» Extracted information:
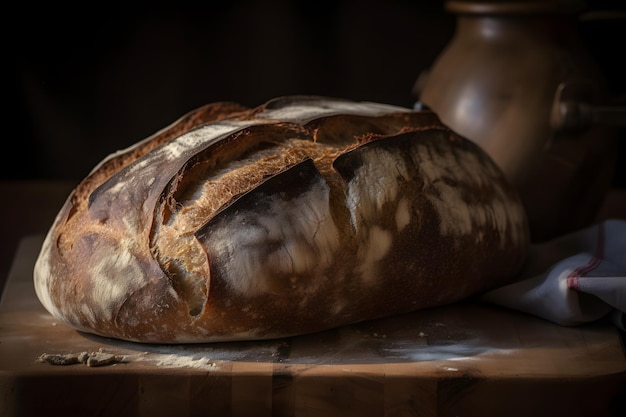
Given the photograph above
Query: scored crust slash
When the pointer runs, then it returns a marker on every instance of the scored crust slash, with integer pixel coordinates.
(300, 215)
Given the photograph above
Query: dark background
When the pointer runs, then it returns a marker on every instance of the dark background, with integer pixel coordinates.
(85, 82)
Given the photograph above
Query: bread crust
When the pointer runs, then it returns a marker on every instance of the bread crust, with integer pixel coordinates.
(300, 215)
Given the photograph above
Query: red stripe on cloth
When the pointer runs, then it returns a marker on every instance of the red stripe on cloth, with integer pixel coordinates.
(594, 262)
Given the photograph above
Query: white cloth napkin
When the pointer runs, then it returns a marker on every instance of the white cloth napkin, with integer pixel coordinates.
(574, 279)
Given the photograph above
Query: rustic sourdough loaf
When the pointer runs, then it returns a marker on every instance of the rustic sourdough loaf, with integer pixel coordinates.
(303, 214)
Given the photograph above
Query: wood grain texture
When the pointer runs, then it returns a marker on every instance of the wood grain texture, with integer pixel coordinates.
(465, 359)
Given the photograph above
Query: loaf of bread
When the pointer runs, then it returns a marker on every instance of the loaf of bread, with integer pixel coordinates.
(303, 214)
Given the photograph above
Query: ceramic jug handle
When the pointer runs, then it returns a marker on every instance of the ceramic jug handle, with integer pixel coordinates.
(573, 109)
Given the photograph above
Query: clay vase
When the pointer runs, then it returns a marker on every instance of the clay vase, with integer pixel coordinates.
(516, 79)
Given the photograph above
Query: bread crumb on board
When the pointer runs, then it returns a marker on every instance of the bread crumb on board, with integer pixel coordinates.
(92, 359)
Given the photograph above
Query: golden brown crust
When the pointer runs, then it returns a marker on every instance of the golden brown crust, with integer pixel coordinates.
(322, 210)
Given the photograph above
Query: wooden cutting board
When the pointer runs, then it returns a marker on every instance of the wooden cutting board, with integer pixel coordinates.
(461, 360)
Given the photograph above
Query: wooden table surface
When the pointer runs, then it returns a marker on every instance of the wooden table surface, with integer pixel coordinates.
(461, 360)
(467, 359)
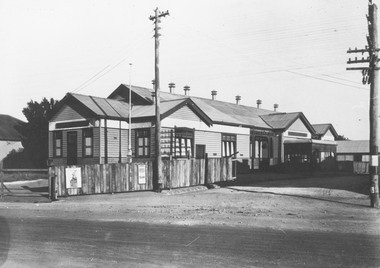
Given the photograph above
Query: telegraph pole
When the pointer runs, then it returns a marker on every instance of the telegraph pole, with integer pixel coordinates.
(158, 167)
(370, 76)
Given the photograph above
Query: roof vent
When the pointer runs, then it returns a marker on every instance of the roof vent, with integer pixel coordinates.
(275, 107)
(171, 87)
(258, 102)
(213, 94)
(186, 89)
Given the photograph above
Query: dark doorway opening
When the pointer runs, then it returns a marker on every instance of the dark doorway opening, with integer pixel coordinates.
(72, 148)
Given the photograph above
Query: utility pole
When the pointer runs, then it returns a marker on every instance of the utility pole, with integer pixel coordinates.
(370, 76)
(158, 167)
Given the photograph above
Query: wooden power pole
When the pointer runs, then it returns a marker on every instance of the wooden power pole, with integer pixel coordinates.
(370, 76)
(158, 165)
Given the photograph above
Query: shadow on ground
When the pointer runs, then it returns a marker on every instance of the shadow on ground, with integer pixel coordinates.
(26, 192)
(336, 181)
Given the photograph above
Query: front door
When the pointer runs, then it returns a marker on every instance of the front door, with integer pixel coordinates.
(72, 148)
(200, 151)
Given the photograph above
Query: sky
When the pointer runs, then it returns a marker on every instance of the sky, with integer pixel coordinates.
(293, 53)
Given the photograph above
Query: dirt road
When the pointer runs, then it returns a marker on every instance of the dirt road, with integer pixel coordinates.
(308, 211)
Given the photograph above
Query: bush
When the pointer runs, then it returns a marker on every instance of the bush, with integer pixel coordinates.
(17, 160)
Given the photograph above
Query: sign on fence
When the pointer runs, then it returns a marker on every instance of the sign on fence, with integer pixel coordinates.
(141, 174)
(73, 178)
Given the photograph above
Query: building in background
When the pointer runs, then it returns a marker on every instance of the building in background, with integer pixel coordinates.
(10, 137)
(353, 156)
(89, 130)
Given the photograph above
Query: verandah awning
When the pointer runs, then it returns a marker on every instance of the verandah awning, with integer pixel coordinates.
(303, 146)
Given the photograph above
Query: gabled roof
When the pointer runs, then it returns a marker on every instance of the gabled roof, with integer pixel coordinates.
(282, 121)
(217, 111)
(352, 147)
(9, 128)
(321, 129)
(169, 107)
(140, 95)
(91, 106)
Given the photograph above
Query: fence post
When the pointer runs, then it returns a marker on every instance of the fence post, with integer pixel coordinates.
(2, 183)
(206, 168)
(53, 185)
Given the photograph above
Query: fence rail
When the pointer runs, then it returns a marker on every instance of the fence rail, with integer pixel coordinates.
(125, 177)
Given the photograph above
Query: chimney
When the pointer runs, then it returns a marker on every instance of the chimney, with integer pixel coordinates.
(171, 87)
(186, 89)
(213, 94)
(275, 106)
(258, 102)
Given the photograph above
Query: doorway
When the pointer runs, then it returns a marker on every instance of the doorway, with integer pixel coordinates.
(72, 148)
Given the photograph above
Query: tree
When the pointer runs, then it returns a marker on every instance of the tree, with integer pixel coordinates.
(35, 132)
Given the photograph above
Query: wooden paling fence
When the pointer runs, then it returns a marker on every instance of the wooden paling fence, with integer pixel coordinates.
(125, 177)
(100, 178)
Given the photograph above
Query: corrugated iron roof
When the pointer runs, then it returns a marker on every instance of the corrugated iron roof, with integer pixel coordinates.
(353, 147)
(321, 129)
(218, 111)
(9, 128)
(280, 120)
(150, 110)
(103, 107)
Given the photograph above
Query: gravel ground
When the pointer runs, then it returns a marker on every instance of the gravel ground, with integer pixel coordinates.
(327, 203)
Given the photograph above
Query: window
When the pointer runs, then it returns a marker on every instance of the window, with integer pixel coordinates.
(184, 139)
(142, 142)
(57, 143)
(228, 144)
(88, 142)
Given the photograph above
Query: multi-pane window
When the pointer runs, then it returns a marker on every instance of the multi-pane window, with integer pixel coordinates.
(57, 142)
(228, 145)
(184, 140)
(142, 142)
(88, 142)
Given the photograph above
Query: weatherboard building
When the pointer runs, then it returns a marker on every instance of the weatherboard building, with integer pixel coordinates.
(93, 130)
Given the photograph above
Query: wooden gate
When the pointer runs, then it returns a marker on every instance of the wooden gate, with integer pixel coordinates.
(125, 177)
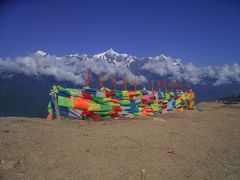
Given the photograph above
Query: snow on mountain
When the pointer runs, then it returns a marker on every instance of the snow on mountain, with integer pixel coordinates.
(40, 53)
(111, 56)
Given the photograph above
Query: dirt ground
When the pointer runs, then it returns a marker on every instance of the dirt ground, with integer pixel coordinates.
(199, 144)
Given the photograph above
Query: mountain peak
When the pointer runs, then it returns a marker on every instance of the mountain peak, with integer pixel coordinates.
(112, 52)
(40, 53)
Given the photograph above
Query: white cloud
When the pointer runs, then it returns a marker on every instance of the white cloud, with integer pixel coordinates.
(69, 69)
(188, 72)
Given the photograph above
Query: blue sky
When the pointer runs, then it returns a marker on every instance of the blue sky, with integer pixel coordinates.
(202, 32)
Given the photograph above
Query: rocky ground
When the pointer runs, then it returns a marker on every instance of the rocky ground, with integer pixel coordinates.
(199, 144)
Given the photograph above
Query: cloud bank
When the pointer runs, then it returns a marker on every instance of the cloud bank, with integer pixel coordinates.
(74, 69)
(174, 69)
(65, 68)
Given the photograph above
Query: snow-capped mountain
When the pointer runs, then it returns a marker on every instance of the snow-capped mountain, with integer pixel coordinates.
(111, 56)
(41, 70)
(40, 53)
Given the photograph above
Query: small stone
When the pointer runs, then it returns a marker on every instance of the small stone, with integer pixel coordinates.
(7, 164)
(171, 151)
(143, 171)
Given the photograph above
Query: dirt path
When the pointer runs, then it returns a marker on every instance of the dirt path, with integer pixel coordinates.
(186, 145)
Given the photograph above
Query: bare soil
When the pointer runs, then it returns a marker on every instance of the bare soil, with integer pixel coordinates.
(199, 144)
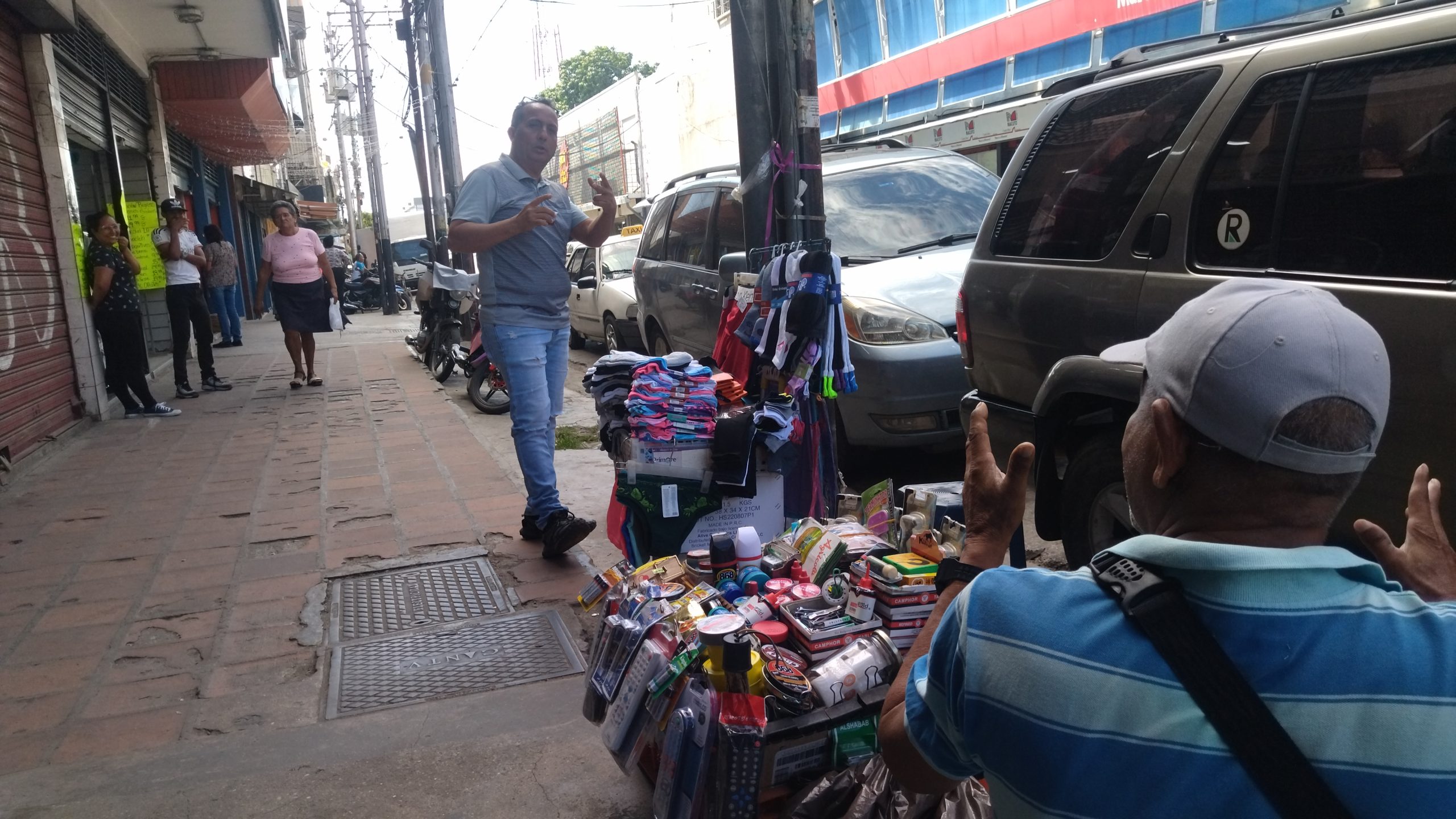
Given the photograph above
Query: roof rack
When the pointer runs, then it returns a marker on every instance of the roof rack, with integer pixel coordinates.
(884, 142)
(701, 174)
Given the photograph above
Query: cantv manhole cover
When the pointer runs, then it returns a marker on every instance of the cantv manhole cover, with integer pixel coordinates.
(449, 660)
(373, 605)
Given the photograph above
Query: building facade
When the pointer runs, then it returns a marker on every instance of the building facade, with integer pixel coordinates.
(113, 108)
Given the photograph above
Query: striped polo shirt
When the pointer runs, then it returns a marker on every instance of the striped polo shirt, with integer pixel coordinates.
(523, 280)
(1037, 681)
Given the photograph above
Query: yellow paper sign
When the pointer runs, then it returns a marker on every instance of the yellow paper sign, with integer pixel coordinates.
(142, 221)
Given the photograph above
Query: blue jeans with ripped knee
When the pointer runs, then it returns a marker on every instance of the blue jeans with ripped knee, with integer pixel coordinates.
(535, 366)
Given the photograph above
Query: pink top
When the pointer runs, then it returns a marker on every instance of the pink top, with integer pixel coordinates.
(295, 258)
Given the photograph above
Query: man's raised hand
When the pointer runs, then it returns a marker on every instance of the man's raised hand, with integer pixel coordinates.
(536, 214)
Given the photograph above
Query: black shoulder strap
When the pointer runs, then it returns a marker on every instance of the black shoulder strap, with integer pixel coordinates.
(1236, 712)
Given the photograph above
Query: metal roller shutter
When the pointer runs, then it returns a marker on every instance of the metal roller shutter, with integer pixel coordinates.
(82, 105)
(38, 394)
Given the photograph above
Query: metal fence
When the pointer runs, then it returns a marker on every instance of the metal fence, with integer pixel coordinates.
(586, 154)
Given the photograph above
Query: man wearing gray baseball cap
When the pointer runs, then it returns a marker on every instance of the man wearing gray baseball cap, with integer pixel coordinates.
(1263, 404)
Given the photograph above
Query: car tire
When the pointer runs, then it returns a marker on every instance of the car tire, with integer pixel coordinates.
(612, 334)
(657, 344)
(1094, 500)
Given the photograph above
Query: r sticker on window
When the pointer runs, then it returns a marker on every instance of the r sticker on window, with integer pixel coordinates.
(1234, 229)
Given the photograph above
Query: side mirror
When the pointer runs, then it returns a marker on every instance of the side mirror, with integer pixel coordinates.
(730, 267)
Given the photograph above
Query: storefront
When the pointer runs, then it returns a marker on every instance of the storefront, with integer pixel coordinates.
(40, 395)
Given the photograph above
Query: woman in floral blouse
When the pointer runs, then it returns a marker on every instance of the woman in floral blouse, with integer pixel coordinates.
(225, 293)
(115, 302)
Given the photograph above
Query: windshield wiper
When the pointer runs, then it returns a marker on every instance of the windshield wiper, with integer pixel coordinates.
(942, 241)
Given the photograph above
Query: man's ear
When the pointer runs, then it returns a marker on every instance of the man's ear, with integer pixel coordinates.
(1171, 441)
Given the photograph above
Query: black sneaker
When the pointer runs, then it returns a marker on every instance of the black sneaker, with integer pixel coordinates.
(564, 531)
(529, 530)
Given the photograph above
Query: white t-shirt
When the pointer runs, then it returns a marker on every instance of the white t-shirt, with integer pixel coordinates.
(180, 271)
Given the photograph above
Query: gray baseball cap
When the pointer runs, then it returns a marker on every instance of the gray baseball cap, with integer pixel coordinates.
(1239, 358)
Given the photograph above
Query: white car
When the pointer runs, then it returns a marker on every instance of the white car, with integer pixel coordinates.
(603, 297)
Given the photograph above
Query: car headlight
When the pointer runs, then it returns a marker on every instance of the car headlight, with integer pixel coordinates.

» Direction: How many lines of the records contain the word "shadow"? Case counts, so match it with the same capitalization. Reply with the number alone.

» Response for this exercise: 2